(Beginning of AVAILABLE DATA)

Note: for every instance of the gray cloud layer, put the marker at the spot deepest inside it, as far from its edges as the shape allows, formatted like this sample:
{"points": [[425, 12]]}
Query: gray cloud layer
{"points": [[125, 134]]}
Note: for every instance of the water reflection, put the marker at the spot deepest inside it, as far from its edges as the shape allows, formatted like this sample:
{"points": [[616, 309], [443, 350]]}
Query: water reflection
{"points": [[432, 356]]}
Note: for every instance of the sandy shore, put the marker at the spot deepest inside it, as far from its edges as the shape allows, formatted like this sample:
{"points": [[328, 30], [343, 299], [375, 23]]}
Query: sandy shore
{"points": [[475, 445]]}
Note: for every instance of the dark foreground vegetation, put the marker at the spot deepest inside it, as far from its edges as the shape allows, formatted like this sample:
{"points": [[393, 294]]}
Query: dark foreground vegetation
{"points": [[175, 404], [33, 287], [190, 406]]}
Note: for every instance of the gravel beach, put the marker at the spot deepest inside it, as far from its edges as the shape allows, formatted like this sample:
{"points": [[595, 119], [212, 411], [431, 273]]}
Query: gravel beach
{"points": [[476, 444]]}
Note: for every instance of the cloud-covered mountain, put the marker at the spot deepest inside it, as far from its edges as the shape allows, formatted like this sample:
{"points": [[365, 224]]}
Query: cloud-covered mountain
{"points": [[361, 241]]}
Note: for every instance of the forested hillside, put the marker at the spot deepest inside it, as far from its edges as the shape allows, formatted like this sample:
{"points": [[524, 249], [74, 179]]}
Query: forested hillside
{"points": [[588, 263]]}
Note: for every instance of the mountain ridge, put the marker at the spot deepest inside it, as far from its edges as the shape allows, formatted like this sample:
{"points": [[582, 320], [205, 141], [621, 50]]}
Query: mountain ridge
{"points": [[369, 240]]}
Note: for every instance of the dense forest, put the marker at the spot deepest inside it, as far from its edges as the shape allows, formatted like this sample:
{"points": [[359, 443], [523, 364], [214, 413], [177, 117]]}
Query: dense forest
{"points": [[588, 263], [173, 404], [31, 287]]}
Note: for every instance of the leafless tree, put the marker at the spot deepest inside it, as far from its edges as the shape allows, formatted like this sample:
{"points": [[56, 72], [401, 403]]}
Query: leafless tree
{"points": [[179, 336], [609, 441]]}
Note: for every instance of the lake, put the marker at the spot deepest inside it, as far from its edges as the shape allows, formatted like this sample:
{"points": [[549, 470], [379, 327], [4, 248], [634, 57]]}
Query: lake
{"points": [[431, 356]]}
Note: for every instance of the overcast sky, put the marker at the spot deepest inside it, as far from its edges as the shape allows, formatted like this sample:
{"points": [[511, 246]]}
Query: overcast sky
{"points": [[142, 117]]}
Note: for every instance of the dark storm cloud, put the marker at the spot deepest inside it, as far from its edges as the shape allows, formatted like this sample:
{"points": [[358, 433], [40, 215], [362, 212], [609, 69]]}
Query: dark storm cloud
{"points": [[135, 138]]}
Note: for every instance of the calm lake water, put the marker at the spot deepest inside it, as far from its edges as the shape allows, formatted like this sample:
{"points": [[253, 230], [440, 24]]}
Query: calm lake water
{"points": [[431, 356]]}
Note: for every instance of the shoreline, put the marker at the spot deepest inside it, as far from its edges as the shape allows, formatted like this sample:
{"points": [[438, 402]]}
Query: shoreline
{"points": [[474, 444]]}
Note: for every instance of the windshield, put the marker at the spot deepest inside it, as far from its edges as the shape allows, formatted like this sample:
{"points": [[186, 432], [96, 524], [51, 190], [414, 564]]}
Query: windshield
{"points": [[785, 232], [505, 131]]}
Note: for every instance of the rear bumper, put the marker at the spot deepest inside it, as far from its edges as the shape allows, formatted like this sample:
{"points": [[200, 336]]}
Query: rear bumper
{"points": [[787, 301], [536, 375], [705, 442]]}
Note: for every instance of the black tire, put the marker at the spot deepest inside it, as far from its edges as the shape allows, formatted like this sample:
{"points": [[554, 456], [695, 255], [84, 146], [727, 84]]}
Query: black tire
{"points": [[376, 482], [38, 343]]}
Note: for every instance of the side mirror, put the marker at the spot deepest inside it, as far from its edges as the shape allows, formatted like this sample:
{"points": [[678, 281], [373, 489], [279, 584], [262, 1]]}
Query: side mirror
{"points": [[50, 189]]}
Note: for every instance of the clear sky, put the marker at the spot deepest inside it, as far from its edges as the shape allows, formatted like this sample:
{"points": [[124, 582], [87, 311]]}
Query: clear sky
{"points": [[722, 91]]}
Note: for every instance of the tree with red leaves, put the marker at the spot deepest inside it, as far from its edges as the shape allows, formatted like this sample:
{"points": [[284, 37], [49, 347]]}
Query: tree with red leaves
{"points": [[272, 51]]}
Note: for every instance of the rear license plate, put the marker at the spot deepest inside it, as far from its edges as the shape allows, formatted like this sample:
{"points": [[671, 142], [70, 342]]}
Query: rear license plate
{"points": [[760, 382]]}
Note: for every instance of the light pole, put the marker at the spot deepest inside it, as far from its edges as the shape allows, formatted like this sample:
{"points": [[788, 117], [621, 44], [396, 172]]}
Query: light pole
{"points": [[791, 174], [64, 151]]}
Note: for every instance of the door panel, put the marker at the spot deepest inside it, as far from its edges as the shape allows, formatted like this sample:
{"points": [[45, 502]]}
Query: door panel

(End of AVAILABLE DATA)

[HOW TO COMPLETE THIS TASK]:
Faithfully reproduce all of the records, character for character.

[WRITTEN SOLUTION]:
Note: for every instance of the gray cloud layer, put the marker at the spot deepest inside it, as far from its edges as the shape allows, formatted like this sample:
{"points": [[425, 12]]}
Query: gray cloud layer
{"points": [[125, 134]]}
Note: for every instance of the water reflection, put the marker at the spot deepest inside it, as far from its edges as the shape allows, formatted like this sample:
{"points": [[616, 309], [443, 350]]}
Query: water reflection
{"points": [[432, 356]]}
Note: for every instance of the sandy shore, put the marker at the spot deepest inside it, as far from its edges as the shape allows, formatted like this sample:
{"points": [[328, 30], [343, 299], [375, 23]]}
Query: sandy shore
{"points": [[475, 445]]}
Note: for every instance of the dark foreground vegetation, put the marker at the spot deepest inside it, as far from its edges as the shape allows, formatted like this sample:
{"points": [[393, 294]]}
Query: dark foreground vegetation
{"points": [[175, 404], [33, 287], [190, 406]]}
Note: for every instance of the gravel beach, put the marker at the spot deepest inside it, as far from its edges as the shape allows, formatted like this sample:
{"points": [[595, 119], [212, 411], [431, 273]]}
Query: gravel beach
{"points": [[476, 444]]}
Note: for every instance of the cloud-covered mountain, put the marker at the spot deepest inside it, as far from its edges as the shape allows, formatted like this sample:
{"points": [[365, 224]]}
Query: cloud-covered mountain
{"points": [[361, 241]]}
Note: for every instance of the forested hillside, put the marker at the spot deepest inside it, as far from its edges as the shape allows, formatted like this sample:
{"points": [[524, 249], [74, 179]]}
Query: forested hillside
{"points": [[588, 263]]}
Note: for every instance of the mountain ridge, put the marker at the spot deepest inside it, as far from its edges as the shape allows, formatted like this sample:
{"points": [[582, 320], [205, 141], [621, 50]]}
Query: mountain ridge
{"points": [[369, 240]]}
Note: for every instance of the dense forest, put the marker at the spot deepest inside it, as far from its edges as the shape allows, formatted like this sample:
{"points": [[359, 443], [523, 364], [214, 413], [177, 117]]}
Query: dense forest
{"points": [[588, 263], [173, 404], [31, 287]]}
Note: for every instance of the leafless tree, put the marker at the spot deepest inside it, as far from its edges as the shape allows, formatted like this sample:
{"points": [[56, 72], [401, 403]]}
Query: leafless tree
{"points": [[179, 336], [609, 441]]}
Note: for every instance of the lake, put the marker at the spot deepest inside it, as far from its edges as the shape allows, formatted like this sample:
{"points": [[549, 470], [379, 327], [4, 248], [634, 57]]}
Query: lake
{"points": [[431, 356]]}
Note: for every instance of the overcast sky, put the marker at the spot deepest inside it, as far from its edges as the shape allows, formatted like this sample:
{"points": [[511, 246]]}
Query: overcast sky
{"points": [[142, 117]]}
Note: for every instance of the dark storm cloud, put the marker at the spot deepest inside it, as far from its edges as the shape allows, formatted like this sample:
{"points": [[358, 433], [40, 215], [362, 212], [609, 69]]}
Query: dark storm cloud
{"points": [[135, 138]]}
Note: for every instance of the calm lake water, put the marker at the spot deepest inside it, as far from its edges as the shape allows, formatted like this sample:
{"points": [[253, 230], [440, 24]]}
Query: calm lake water
{"points": [[431, 356]]}
Note: for every instance of the shoreline, put the marker at the spot deepest inside it, as far from its edges as the shape allows, formatted like this sample:
{"points": [[438, 402]]}
Query: shoreline
{"points": [[474, 444]]}
Note: for every instance of the windshield, put the marker at the spot deepest inside it, as far from its edges as the shape allows, formatted like this sample:
{"points": [[186, 432], [96, 524], [51, 190], [414, 564]]}
Query: windshield
{"points": [[785, 232], [505, 131]]}
Note: for every instance of the rear bumper, put the marker at the spot deepest inside it, as far from its edges as the shape allows, formatted like this sample:
{"points": [[200, 336]]}
Query: rear bumper
{"points": [[787, 301], [536, 375], [705, 442]]}
Note: for every instance of the black tire, put the marker at the spot deepest inside it, as far from its edges as the shape allows, formatted like this sample:
{"points": [[554, 456], [695, 255], [84, 146], [727, 84]]}
Query: black tire
{"points": [[376, 482], [38, 343]]}
Note: for every instance of the side mirror, put the marker at the spot deepest inside it, as far from its edges as the shape allows, formatted like this sample:
{"points": [[678, 281], [373, 489], [279, 584], [262, 1]]}
Query: side mirror
{"points": [[50, 189]]}
Note: for every instance of the clear sky, put the marker at the spot deepest inside it, as far from its edges as the shape allows, formatted like this sample:
{"points": [[124, 582], [87, 311]]}
Query: clear sky
{"points": [[722, 91]]}
Note: for every instance of the tree with red leaves, put the marker at the spot deepest inside it, as far from its edges as the shape allows, formatted like this sample:
{"points": [[284, 37], [49, 347]]}
Query: tree with red leaves
{"points": [[272, 51]]}
Note: for every instance of the rear license plate, put the marker at the spot deepest inside it, as far from its edges as the shape allows, formatted like this sample:
{"points": [[671, 142], [70, 342]]}
Query: rear license plate
{"points": [[760, 382]]}
Note: for every instance of the light pole, put the marker at the spot deepest inside it, as far from its edges as the shape allows, formatted like this sample:
{"points": [[788, 117], [621, 44], [396, 172]]}
Query: light pole
{"points": [[791, 174], [64, 151]]}
Note: for every instance of the door panel, put the marker at the spot deepest inside it, as far from its edges as the shape allows, formatted like this sample:
{"points": [[45, 502]]}
Query: door panel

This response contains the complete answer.